-- STORED ROWS --
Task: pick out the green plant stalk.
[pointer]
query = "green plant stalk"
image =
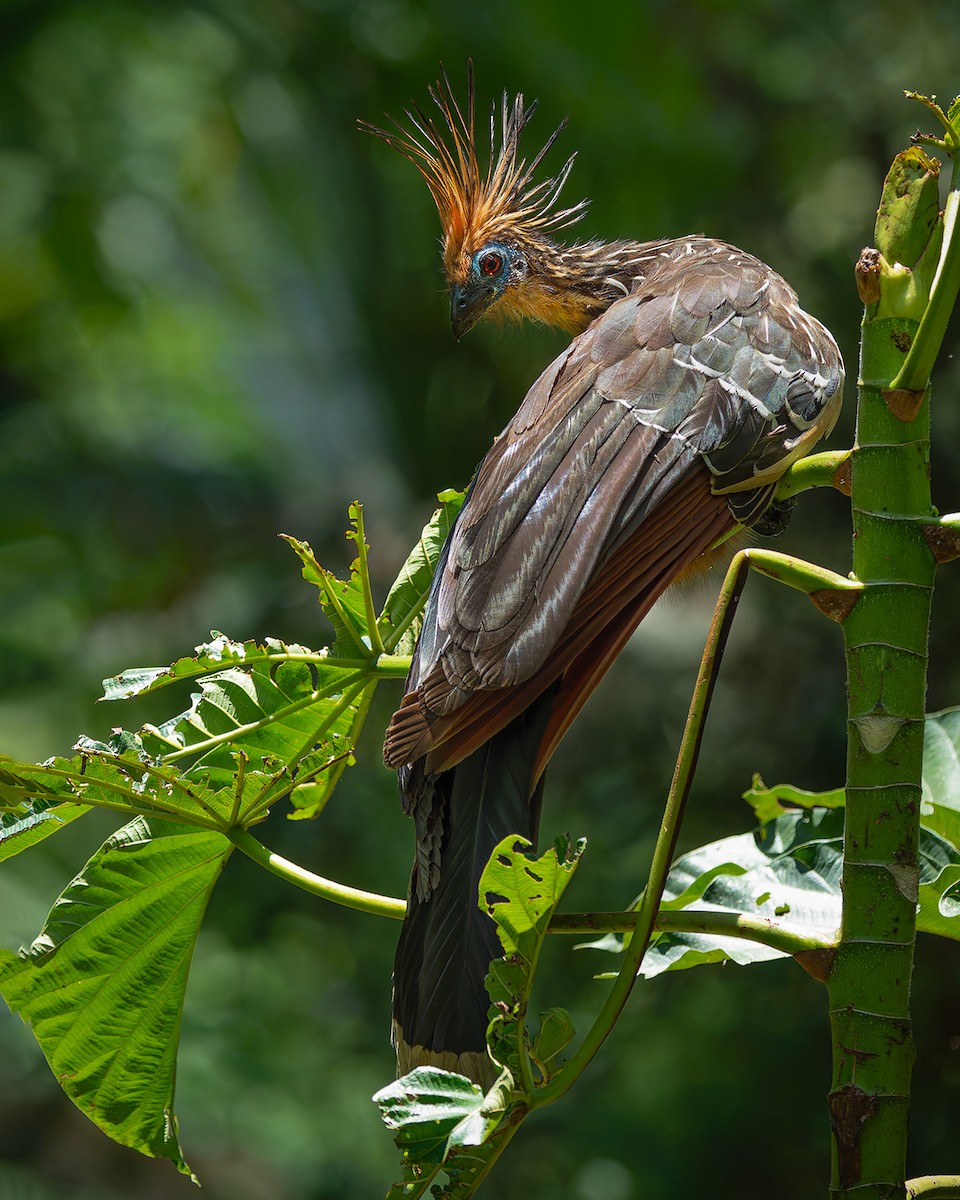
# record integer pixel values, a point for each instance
(694, 921)
(317, 886)
(821, 469)
(886, 652)
(666, 840)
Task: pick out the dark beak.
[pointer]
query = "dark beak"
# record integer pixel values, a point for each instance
(467, 306)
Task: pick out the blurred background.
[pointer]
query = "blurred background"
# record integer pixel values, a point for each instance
(222, 317)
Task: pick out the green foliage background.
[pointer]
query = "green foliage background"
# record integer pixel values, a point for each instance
(222, 317)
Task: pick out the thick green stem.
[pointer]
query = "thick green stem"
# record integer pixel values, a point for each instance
(886, 647)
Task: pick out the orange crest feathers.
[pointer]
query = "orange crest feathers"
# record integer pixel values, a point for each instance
(478, 207)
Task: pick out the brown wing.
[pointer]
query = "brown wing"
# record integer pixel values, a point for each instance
(707, 379)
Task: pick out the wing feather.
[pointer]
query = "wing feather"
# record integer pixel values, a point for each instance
(707, 379)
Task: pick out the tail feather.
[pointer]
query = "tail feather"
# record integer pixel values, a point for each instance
(447, 942)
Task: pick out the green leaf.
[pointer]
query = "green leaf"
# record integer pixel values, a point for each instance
(909, 214)
(210, 657)
(940, 807)
(769, 803)
(521, 892)
(31, 808)
(431, 1111)
(555, 1035)
(343, 601)
(103, 984)
(787, 873)
(121, 777)
(274, 713)
(400, 619)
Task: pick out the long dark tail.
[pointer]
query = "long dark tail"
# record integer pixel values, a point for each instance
(447, 942)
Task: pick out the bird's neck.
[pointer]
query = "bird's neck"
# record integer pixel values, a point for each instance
(570, 286)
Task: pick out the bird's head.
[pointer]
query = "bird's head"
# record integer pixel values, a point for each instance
(497, 252)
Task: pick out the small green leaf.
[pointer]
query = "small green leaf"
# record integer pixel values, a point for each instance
(431, 1111)
(210, 657)
(555, 1035)
(940, 809)
(769, 803)
(940, 904)
(909, 214)
(343, 601)
(400, 619)
(103, 983)
(520, 892)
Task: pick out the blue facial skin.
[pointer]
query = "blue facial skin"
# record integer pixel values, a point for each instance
(495, 267)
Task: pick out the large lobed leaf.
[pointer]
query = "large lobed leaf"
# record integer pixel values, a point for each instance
(103, 983)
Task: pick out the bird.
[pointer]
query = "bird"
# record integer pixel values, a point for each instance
(694, 379)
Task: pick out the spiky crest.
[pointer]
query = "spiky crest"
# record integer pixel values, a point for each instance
(475, 207)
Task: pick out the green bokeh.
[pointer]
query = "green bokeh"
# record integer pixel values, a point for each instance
(222, 317)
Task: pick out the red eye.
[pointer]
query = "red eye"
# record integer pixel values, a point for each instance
(491, 264)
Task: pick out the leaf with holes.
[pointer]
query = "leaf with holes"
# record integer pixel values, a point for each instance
(209, 658)
(119, 775)
(275, 713)
(789, 873)
(400, 619)
(347, 604)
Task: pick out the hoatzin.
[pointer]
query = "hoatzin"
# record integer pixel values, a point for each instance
(694, 381)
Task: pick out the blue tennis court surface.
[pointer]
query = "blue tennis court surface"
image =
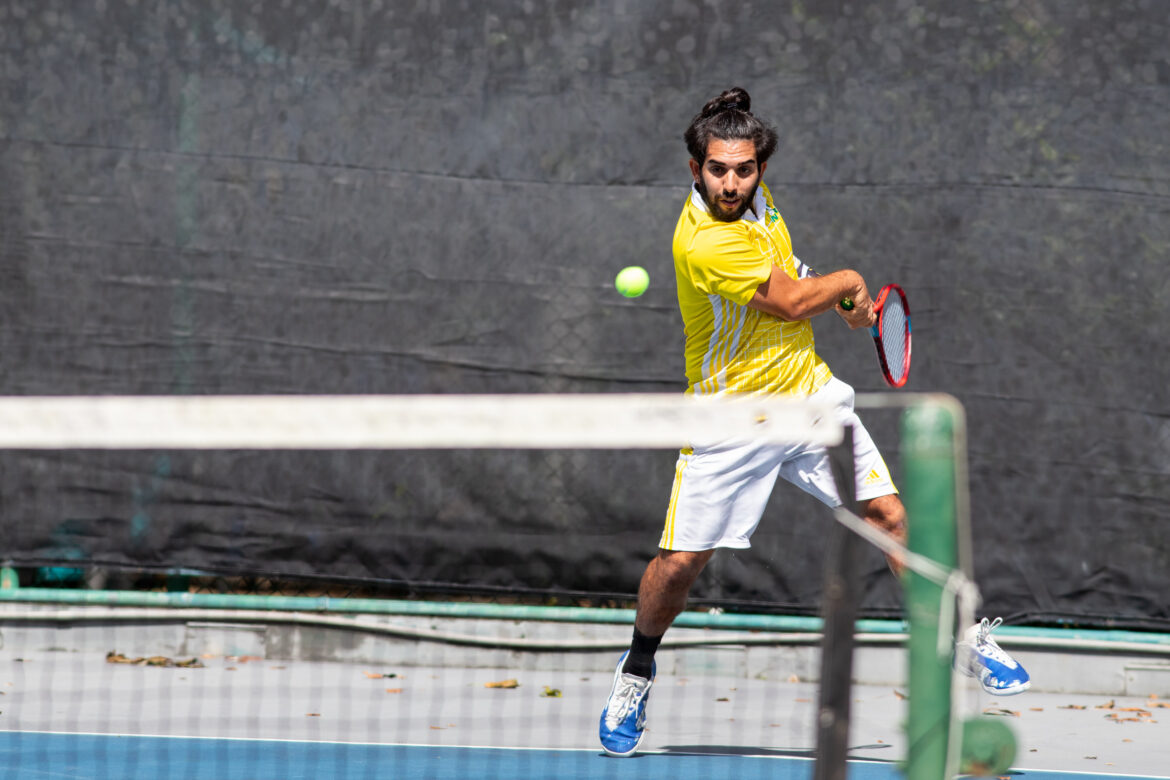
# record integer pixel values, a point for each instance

-- EXERCISE INSTRUCTIONS --
Please copy all of the material above word for word, leaving out the pictures.

-- TASK ANSWER --
Task: pick out the green plant stalk.
[pointer]
query = "green plant stalk"
image =
# record integer pixel values, a point for each instance
(694, 921)
(317, 886)
(821, 469)
(886, 652)
(666, 840)
Task: pick out the dark beak.
[pointer]
query = "dark beak"
# record integer pixel values, a point for each instance
(467, 306)
Task: pick out the blurred background.
[pointer]
query = "blurred background"
# record integer pixel values, a point for each instance
(222, 317)
Task: pick out the green foliage background.
[pointer]
query = "green foliage background"
# record integer pixel values, a point for each instance
(222, 317)
Task: pick out the thick green stem.
[pointer]
query = "thick green stem"
# record integer pixel values, a point for each instance
(886, 647)
Task: pick out the orange crest feathers.
[pointer]
query = "orange crest feathers"
# record integer pixel values, a point for each instance
(478, 207)
Task: pick out the brown wing.
[pointer]
query = "brown wing"
# record integer pixel values, a point for each instance
(707, 379)
Task: pick out the wing feather.
[pointer]
query = "wing feather"
# record integer pixel values, a point for each instance
(707, 379)
Task: pick out the tail feather.
[pointer]
query = "tail feather"
# record integer pixel values, a point for each instance
(447, 942)
Task: pick out the green leaf.
[pointer]
query = "green leaf"
# record integer pixel values, a point for each instance
(909, 214)
(210, 657)
(940, 807)
(769, 803)
(521, 892)
(31, 808)
(431, 1111)
(555, 1035)
(343, 601)
(103, 984)
(787, 873)
(121, 777)
(274, 713)
(400, 619)
Task: pick out the long dark tail.
[pointer]
query = "long dark tail"
# record integer pixel values, a point for each instance
(447, 942)
Task: pick out the bird's neck.
[pointer]
query = "bird's neck"
# record integer pixel values, a point for each instance
(570, 286)
Task: pick out the bird's head.
[pointer]
query = "bird's head"
# record integer pixel values, a point for each instance
(497, 252)
Task: pick out the small green leaf.
[pointer]
query = "small green leaf"
# record integer pixel values, a point for each instance
(431, 1111)
(210, 657)
(555, 1035)
(940, 809)
(769, 803)
(940, 904)
(909, 214)
(343, 601)
(400, 619)
(103, 983)
(520, 892)
Task: pick out the blue facial skin.
[pointer]
query = "blue facial skin"
# record integer pixel values, a point for each instance
(495, 267)
Task: pick out the large lobed leaf.
[pointer]
query = "large lobed leaf"
# record integer pixel values, a point for each instance
(103, 983)
Task: pick out the bird.
[pointer]
query = "bird"
# record integer pixel values, a point for each instance
(694, 379)
Task: pick out the spiky crest.
[pointer]
query = "spiky crest"
# record integer pixel values, a point for each instance
(475, 207)
Task: pick out the green bokeh.
[pointer]
query = "green bokeh"
# record integer pixel values, a point for each instance
(222, 317)
Task: pick out the red eye.
[pointer]
query = "red eye"
# record integer pixel values, a point for each instance
(491, 264)
Task: pick out the leaf with holes.
[pointer]
query = "leaf with holes"
# record integer pixel values, a point for each instance
(209, 658)
(119, 775)
(275, 713)
(789, 873)
(400, 619)
(347, 604)
Task: pick out the hoatzin.
[pointer]
query = "hoatzin"
# record integer pixel values, a point for each instance
(694, 381)
Task: pick out the blue tennis court surface.
[pointer]
query = "blue tennis court surface"
image =
# record integer pixel values, a point for each instance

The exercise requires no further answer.